- **Exercise aim**
All of the data that follows needs to be printed again, exactly as it reads.
Given records START
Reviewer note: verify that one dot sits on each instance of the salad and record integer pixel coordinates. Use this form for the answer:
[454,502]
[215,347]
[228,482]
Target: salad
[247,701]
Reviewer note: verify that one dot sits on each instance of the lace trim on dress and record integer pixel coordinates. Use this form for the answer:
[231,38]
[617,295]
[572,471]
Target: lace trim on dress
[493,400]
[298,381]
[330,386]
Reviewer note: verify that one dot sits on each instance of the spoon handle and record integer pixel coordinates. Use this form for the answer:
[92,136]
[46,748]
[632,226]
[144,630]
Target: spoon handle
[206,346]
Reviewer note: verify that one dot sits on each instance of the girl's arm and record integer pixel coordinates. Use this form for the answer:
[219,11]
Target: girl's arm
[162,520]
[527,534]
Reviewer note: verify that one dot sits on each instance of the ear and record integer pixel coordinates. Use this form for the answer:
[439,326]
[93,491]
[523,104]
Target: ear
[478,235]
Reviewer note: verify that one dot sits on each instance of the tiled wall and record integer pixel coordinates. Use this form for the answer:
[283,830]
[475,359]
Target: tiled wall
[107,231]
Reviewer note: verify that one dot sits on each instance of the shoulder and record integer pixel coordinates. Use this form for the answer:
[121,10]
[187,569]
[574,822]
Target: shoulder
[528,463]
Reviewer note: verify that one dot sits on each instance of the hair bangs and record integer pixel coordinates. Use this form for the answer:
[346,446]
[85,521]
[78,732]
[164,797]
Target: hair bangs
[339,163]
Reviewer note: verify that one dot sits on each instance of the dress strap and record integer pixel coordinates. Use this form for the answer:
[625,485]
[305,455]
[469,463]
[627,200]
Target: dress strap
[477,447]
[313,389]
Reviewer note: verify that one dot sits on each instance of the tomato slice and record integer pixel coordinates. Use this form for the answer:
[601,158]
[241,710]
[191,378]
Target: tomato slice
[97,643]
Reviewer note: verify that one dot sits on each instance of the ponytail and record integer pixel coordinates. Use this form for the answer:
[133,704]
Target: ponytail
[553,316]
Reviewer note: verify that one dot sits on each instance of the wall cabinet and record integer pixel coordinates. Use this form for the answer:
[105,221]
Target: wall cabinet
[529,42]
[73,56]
Given records END
- **Response**
Reviewer note: verify that one dot sits on each instance of the salad and record integer pixel coordinates. Use this form for the answer:
[454,502]
[215,347]
[228,482]
Target: salad
[247,701]
Reviewer note: verify that one dot sits on each instance of the lace trim on dress and record integer pixel coordinates. Use this form for the answer:
[231,38]
[617,295]
[572,471]
Target: lace trim on dress
[493,400]
[298,381]
[330,386]
Reviewer note: verify that one dot sits on each instance of the spoon handle and record integer pixel coordinates. Use this form for the answer:
[92,136]
[46,748]
[632,226]
[144,630]
Target: spoon handle
[206,346]
Reviewer note: verify that one dot sits on each instance of the girl's arm and record integer pixel coordinates. Use this form for the answer:
[219,11]
Target: girl's arm
[162,520]
[527,534]
Reviewer note: verify that one dot sits on each instance of the ear and record integer pixel coordinates. Use this form for the answer:
[439,326]
[93,491]
[523,104]
Target: ear
[478,235]
Reviewer note: verify that one dot sits on each instance of the tiled wall and record integer pixel coordinates. Use this form for the answer:
[283,830]
[475,359]
Target: tiled wall
[107,231]
Reviewer note: verify that one dot sits on each instance of the shoulder and record integer pixel coordinates. Use this form for the answer:
[121,10]
[187,569]
[574,822]
Target: shoulder
[528,463]
Reviewer note: verify that one dot sits on each instance of the hair bangs and record integer pixel coordinates. Use this form for the answer:
[346,446]
[85,521]
[78,732]
[164,797]
Target: hair bangs
[339,163]
Reviewer note: verify that one dot sits on each instance of the dress strap and record integer pixel coordinates. Use this form for the answer:
[625,485]
[305,455]
[469,463]
[627,200]
Target: dress strap
[477,447]
[313,389]
Reviewer note: verify that one dot sits on each instance of the tomato slice and record integer pixel coordinates. Use this form for the answer:
[601,158]
[241,710]
[191,378]
Target: tomato slice
[97,643]
Reviewer note: verify that one dot sits on each instance of the ponytail and record integer pixel coordinates. Use this form for the answer:
[133,704]
Target: ponytail
[553,316]
Reviewer note: verify that one dot sits on each instance of the wall cabinet and record integer pixel coordinates. Use this form for the answer:
[105,221]
Target: wall cabinet
[529,42]
[73,56]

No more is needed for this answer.